EXERCISE TASK: List every line of the data below that contains the word "window".

INFORMATION GIVEN:
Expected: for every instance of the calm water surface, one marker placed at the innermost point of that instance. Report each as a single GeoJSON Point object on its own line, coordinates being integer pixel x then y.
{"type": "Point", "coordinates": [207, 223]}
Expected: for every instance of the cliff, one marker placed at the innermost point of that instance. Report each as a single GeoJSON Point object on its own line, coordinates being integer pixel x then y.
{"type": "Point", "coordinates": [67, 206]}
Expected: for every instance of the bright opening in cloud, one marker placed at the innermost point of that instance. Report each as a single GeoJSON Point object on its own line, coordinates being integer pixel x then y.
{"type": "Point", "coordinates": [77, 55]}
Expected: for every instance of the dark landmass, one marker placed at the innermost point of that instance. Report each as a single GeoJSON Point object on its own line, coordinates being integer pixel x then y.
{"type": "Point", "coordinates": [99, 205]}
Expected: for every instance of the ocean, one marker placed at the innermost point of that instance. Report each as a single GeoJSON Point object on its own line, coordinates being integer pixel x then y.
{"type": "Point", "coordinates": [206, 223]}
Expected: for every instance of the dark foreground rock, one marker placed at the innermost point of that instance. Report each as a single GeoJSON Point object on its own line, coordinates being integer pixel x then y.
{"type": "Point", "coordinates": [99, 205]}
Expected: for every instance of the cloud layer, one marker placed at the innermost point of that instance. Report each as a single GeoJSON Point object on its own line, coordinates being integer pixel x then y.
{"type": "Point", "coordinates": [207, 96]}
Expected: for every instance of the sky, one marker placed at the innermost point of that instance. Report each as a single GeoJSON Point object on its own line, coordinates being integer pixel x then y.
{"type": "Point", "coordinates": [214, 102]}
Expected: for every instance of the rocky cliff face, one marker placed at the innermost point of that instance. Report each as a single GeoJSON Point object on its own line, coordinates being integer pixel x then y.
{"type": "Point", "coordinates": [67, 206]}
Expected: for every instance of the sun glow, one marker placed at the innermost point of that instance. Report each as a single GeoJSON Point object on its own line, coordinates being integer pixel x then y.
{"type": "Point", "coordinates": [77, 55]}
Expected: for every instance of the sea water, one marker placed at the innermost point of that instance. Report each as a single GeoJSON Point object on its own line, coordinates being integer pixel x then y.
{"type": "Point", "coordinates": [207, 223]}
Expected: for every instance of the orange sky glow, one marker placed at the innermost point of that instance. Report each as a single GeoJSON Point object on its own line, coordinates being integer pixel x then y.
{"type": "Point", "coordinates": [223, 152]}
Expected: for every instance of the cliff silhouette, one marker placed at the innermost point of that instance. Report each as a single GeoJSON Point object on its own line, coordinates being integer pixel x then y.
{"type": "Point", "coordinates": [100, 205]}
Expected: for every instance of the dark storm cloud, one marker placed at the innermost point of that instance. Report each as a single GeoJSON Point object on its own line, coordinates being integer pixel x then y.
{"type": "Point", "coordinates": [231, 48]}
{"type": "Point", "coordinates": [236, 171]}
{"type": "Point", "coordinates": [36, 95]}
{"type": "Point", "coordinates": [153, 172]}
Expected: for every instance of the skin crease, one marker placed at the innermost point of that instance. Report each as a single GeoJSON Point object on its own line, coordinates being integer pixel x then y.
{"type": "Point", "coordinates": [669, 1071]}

==

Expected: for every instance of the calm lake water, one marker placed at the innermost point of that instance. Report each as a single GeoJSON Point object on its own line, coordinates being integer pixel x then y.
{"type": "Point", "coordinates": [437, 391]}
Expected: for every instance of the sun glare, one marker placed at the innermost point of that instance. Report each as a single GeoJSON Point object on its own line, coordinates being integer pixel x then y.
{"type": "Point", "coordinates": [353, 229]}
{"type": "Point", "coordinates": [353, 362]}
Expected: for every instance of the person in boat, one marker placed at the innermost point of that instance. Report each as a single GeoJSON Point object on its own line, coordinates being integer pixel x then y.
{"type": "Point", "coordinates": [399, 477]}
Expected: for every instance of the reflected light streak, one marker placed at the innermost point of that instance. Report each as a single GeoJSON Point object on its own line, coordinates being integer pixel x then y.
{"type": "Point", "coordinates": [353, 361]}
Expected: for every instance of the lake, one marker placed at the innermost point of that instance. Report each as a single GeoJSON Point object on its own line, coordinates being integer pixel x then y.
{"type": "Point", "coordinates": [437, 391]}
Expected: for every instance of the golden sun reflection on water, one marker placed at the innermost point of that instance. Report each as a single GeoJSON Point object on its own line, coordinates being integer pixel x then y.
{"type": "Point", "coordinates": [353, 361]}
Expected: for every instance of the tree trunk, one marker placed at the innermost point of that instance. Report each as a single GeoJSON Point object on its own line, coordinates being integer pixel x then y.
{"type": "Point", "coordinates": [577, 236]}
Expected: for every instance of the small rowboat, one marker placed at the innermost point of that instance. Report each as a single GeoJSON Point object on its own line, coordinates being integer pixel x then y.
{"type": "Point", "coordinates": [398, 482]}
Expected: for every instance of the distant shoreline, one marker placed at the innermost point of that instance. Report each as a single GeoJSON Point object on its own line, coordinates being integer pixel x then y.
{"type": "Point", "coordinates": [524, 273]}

* * *

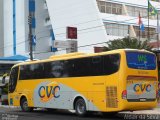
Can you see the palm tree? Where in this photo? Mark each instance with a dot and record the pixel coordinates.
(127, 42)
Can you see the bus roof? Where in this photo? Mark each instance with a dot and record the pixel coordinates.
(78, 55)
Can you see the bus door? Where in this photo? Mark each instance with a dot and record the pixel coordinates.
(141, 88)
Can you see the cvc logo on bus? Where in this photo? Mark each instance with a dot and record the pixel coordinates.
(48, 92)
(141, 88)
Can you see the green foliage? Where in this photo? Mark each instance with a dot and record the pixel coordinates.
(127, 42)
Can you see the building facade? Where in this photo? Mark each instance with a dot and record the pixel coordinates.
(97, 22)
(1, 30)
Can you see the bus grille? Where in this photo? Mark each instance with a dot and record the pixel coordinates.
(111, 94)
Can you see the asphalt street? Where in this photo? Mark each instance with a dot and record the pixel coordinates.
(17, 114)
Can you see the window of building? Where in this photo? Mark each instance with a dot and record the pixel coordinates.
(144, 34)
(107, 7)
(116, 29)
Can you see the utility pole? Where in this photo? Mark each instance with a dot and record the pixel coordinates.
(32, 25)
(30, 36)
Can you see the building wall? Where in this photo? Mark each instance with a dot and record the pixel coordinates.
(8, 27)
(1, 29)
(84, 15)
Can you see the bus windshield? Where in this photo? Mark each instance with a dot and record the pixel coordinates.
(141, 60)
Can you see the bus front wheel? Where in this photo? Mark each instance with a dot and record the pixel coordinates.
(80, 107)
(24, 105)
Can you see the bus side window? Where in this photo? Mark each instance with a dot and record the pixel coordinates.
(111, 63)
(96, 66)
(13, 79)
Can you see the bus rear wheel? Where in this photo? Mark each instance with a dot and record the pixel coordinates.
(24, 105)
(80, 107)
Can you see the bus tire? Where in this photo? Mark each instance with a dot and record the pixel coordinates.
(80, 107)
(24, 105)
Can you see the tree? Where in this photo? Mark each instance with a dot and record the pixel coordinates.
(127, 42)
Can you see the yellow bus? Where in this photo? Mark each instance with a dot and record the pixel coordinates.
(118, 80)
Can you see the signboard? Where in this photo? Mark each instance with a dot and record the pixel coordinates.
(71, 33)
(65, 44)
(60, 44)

REPLY TO THE TASK:
Can you see the window of building? Where in this photo? Mark each instance with a dot and record the pixel coordinates.
Can you see the bus side window? Where in this photo? Mark each instance with a dot and record the pixel coordinates.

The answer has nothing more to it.